* **Listing**:
_ _ _ _ _ _ _
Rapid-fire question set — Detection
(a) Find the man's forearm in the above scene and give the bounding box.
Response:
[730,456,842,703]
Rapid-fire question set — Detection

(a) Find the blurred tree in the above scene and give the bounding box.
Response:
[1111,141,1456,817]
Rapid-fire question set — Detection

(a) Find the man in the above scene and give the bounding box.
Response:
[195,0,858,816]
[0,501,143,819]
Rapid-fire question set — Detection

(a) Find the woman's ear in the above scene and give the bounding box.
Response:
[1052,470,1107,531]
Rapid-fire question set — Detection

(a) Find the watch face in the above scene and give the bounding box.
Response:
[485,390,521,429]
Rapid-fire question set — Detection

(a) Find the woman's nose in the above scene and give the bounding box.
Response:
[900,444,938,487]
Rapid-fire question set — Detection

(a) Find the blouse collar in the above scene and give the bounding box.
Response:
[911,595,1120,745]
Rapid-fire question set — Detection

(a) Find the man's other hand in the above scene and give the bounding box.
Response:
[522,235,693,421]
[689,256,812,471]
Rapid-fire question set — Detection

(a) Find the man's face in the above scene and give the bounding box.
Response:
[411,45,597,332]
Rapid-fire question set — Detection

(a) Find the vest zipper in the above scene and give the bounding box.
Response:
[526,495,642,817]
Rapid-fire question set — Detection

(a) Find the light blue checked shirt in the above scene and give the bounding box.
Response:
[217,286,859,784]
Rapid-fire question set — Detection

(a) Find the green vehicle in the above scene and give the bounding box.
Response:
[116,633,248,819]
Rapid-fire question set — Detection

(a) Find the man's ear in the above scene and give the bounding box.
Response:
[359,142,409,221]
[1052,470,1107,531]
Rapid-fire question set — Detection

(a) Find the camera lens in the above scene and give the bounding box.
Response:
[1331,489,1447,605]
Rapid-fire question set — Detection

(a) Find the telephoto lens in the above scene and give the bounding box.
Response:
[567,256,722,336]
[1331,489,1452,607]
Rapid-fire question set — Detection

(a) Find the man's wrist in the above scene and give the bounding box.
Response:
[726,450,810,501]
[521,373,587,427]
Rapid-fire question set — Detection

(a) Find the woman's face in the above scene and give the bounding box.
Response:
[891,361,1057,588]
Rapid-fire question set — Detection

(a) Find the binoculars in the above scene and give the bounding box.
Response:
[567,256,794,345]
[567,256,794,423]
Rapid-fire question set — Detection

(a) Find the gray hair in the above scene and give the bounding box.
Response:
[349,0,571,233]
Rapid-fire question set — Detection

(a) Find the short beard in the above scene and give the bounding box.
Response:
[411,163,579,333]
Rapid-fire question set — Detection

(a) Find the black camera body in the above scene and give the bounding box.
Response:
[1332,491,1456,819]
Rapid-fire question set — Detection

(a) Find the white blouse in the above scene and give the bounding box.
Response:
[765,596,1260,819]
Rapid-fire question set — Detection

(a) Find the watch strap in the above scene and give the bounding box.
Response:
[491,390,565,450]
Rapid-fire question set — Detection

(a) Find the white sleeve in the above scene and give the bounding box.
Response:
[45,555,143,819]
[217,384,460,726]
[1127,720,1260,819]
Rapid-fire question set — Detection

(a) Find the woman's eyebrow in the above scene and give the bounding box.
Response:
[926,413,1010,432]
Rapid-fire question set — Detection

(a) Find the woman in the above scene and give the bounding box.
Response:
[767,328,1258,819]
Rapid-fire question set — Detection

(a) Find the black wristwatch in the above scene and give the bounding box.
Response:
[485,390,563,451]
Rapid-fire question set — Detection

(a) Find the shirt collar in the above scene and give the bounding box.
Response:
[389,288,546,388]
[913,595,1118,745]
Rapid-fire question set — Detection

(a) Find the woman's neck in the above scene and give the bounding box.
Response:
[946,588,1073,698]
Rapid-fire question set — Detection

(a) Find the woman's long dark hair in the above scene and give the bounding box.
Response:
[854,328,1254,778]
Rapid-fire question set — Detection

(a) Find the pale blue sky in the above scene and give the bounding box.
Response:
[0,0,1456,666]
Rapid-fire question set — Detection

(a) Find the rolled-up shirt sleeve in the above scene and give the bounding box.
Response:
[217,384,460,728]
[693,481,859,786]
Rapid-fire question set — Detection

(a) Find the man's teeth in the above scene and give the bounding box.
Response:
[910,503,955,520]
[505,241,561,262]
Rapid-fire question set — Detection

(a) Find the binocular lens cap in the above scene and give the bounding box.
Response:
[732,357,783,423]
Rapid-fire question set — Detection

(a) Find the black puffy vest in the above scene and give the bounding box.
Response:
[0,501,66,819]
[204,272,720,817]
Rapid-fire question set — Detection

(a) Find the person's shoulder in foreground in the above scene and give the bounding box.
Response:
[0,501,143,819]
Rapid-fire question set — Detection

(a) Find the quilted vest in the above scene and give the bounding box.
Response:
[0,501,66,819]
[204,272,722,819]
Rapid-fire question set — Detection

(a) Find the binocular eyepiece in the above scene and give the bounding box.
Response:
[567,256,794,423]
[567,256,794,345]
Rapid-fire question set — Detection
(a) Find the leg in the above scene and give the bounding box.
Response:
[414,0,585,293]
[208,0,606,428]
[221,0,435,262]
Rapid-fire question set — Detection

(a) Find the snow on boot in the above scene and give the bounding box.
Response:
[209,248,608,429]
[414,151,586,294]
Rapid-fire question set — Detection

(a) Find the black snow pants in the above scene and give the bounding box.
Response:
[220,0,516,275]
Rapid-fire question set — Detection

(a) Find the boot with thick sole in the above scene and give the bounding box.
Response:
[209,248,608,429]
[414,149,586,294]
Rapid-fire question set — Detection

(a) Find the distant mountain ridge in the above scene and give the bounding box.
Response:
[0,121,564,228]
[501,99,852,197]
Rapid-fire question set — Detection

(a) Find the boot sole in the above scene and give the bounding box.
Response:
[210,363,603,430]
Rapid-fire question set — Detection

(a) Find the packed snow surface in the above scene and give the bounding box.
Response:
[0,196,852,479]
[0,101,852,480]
_ _ _ _ _ _ _
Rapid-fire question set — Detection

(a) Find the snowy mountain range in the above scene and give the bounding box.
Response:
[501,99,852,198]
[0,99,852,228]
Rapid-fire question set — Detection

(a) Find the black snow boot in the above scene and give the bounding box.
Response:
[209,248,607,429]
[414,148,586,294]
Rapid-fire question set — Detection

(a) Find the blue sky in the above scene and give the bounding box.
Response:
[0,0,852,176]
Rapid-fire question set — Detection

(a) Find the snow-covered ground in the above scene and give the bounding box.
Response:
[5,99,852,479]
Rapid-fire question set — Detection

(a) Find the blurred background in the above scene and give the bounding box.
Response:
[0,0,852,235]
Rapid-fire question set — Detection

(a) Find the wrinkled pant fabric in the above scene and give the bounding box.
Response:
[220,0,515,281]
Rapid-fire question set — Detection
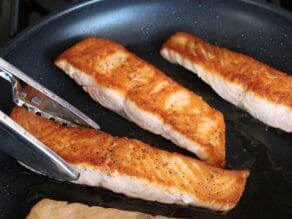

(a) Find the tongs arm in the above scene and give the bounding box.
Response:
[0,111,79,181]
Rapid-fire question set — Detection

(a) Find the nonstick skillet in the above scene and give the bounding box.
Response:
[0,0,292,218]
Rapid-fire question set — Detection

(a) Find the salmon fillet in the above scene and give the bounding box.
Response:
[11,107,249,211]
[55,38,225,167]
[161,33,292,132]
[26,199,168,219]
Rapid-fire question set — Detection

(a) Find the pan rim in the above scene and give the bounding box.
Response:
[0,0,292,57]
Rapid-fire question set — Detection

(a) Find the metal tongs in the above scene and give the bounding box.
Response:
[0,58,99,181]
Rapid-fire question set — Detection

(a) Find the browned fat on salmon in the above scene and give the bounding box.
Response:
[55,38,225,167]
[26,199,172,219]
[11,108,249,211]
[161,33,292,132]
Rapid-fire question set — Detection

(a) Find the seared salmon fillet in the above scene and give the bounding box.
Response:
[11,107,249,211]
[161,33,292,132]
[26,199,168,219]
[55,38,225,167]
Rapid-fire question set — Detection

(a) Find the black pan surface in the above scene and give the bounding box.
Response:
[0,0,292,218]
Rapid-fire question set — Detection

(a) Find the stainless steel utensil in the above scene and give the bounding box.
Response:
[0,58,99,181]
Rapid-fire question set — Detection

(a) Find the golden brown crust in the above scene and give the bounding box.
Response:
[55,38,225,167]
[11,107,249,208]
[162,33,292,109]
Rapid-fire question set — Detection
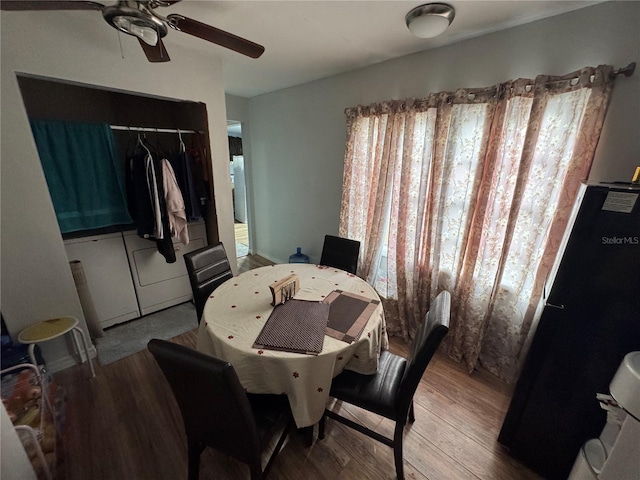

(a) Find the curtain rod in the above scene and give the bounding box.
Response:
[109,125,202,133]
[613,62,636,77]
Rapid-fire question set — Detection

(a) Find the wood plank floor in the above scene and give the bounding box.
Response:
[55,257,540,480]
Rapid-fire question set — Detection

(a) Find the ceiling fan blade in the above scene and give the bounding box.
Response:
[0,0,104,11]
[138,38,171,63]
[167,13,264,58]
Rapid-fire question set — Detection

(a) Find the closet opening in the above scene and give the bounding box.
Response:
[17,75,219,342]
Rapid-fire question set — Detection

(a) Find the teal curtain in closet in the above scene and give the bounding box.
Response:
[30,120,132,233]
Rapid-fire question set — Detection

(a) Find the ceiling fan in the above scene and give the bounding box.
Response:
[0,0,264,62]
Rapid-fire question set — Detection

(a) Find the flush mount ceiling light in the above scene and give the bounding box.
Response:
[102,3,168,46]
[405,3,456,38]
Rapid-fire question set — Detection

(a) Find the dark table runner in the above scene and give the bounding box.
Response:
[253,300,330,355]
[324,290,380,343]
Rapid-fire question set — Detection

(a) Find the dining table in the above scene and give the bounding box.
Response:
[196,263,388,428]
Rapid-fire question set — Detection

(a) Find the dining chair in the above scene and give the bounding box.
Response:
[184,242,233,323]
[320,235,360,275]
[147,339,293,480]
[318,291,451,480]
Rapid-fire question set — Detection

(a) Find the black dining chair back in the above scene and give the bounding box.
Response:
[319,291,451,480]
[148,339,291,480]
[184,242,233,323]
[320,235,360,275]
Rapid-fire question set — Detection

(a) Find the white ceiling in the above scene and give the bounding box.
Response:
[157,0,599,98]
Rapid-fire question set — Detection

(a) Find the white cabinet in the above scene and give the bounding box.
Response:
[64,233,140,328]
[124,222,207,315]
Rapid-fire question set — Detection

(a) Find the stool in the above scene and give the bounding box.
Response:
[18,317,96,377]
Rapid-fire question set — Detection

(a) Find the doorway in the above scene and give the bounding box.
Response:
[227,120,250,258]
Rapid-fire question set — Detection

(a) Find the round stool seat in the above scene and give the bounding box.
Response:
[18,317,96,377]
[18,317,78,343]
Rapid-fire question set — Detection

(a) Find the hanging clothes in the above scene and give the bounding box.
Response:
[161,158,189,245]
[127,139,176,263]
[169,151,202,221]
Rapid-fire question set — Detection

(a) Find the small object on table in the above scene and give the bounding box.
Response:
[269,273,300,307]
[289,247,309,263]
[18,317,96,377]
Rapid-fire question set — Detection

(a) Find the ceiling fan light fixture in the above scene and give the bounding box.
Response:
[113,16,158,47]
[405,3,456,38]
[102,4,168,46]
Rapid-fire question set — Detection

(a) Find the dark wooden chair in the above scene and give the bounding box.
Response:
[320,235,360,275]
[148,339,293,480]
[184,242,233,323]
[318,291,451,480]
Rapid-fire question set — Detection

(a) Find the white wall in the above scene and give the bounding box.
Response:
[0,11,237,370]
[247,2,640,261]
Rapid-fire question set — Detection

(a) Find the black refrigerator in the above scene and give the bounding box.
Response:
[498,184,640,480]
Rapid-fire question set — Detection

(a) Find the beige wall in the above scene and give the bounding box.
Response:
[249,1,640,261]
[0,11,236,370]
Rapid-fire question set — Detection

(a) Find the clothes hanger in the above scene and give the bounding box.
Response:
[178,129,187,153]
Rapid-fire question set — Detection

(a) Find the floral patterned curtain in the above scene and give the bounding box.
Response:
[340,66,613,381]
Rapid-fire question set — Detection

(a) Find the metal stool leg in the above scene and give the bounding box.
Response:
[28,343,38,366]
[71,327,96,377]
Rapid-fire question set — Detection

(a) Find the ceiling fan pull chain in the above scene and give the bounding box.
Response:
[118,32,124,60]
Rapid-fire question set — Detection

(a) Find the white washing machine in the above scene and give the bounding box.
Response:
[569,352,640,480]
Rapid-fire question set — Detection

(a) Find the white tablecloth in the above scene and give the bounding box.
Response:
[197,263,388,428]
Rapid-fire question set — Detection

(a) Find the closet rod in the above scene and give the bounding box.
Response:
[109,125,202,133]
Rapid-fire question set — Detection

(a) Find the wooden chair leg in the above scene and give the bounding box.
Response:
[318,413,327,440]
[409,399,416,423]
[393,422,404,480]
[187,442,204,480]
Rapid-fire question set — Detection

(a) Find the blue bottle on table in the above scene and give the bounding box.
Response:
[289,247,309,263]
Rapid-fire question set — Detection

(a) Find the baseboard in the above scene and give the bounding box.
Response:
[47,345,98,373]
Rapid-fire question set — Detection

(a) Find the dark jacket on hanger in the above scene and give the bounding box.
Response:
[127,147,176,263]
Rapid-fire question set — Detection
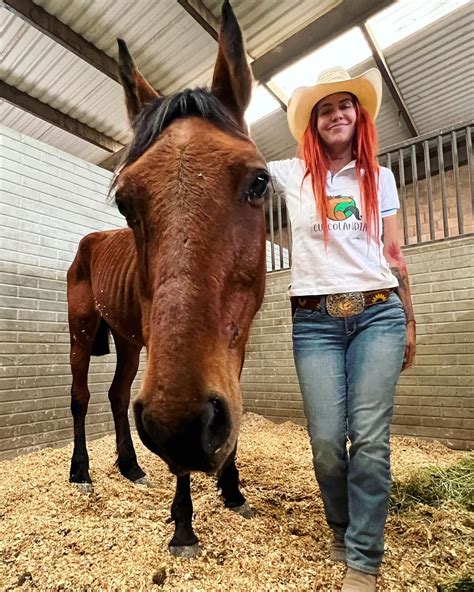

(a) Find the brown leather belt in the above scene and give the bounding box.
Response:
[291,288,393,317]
_ _ _ _ _ _ _
* **Task to complete**:
Find each line in the rows above that contains the string "stool", matching case exactly, and copy those lines out in full.

* **Response to the task**:
(a) Find the stool in the above scene and give the bounding box.
(a) Find the round stool seat in the above scene and give the bounding box.
(a) Find the metal stool leg in the above scene and give the bounding box.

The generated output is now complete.